# Exercise prompt
Continue the text on the achievements of the archaic age, starting right after its final sentence about the hoplite reform.

The main achievements of the archaic age in this field may be briefly noted. First, from the seventh century onwards, there was the codification of the laws, often through the action of a legisla­tor, a figure whose function was at once secular and public in character. The norms which governed society were defined and removed from the arbitrary interpretation of powerful men, and justice became a matter of public concern. In the terminology of Louis Gernet, one moved from the stage of predroit to that of droit. In general, the social and economic position of the citizens improved. One main characteristic of the develop­ment of community consciousness, whether merely a sign of this evolution or a cause of it, was the so-called 'hoplite reform' which took place in the course of the seventh century: the citizen-soldier fighting in a group became the military reflection of the city.

[Dataset rows]
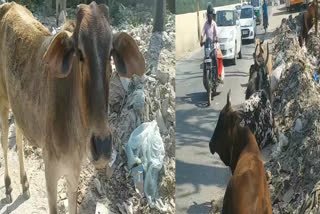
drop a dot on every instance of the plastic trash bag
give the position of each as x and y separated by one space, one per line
145 146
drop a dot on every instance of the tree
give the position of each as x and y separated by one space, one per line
160 15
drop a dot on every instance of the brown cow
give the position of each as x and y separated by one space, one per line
57 87
247 191
309 18
262 55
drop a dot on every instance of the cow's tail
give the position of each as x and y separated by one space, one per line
4 9
254 55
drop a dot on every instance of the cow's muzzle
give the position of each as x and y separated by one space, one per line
101 150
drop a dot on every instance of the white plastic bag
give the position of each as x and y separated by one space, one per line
145 146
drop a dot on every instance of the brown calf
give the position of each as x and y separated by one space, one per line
57 87
247 191
309 18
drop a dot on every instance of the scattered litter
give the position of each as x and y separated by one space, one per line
145 146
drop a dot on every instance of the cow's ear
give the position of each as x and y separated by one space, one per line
59 55
126 55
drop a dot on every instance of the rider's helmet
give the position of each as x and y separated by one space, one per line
210 10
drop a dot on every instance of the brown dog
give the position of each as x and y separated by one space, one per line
247 191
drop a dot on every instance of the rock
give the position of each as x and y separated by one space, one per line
283 142
163 77
102 209
161 124
98 187
269 176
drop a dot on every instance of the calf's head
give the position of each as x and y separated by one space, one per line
88 50
224 136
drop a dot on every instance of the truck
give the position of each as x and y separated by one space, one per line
295 4
257 6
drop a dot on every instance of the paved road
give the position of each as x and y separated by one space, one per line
201 177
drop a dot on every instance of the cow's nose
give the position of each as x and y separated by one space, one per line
102 148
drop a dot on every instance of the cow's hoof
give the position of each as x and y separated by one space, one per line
8 198
26 194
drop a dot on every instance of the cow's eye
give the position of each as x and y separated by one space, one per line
80 55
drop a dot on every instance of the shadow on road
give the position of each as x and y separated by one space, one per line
207 176
199 208
265 36
236 74
14 205
198 99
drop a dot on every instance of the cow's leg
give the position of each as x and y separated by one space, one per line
51 173
72 184
4 141
23 175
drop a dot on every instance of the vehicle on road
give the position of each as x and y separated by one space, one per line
229 34
210 69
295 4
238 8
257 6
248 23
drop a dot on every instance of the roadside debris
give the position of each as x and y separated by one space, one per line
132 103
294 165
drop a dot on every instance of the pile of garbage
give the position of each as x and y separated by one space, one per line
294 168
142 119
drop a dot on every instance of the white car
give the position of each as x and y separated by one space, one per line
248 23
229 34
238 8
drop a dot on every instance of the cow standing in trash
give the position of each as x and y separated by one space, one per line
256 111
238 149
260 71
57 87
308 19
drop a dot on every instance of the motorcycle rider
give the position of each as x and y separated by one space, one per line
210 30
265 15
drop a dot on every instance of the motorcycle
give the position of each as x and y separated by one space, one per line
210 69
265 22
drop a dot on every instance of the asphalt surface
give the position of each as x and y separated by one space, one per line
200 176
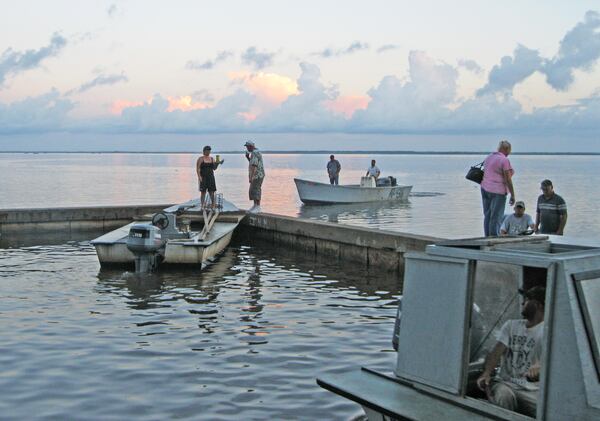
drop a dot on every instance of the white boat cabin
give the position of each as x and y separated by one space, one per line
437 363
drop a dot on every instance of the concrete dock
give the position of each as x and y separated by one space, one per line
374 249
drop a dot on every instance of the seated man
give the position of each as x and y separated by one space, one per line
517 223
519 348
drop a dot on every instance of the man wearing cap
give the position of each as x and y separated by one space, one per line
518 222
519 352
256 174
551 213
333 170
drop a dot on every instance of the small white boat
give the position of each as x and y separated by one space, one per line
314 193
165 240
439 347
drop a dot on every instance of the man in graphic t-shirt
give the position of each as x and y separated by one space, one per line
551 213
519 351
518 222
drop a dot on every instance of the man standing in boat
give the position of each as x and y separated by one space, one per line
333 170
256 174
551 213
519 350
373 170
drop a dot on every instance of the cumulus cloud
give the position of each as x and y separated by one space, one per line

# In response
Concurrently with the notion of citizen there developed gradually the antithetical notions which were to be clear-cut in the classical period, first that of the non-citizen, who was outside the political community, secondly and especially that of the slave, the complete outsider, deprived of liberty and who in theory had no rights at all. The notion of citizen, in other words, was at once an inclusive and an exclusive one. The connection between the development of these two extreme and opposed notions, that of the free citizen and that of the slave, is more than a theoretical one. The archaic age witnessed simultaneously both the develop­ment of the notion of community and the rise of the citizens with­in the city, and the development of chattel-slavery on a substantial scale. To be sure, servile labor in one form or another was not a novelty in itself in the archaic age: Homer already mentions slavery.

Besides, the Greeks had been acquainted with other more archaic forms of subjection than chattel-slavery, in particular helotage. But the institution of chattel-slavery, and the way in which it spread, were a new development of the archaic age, and one which cannot be dissoci­ated from the growth of the city. The Greeks themselves were aware of the fact.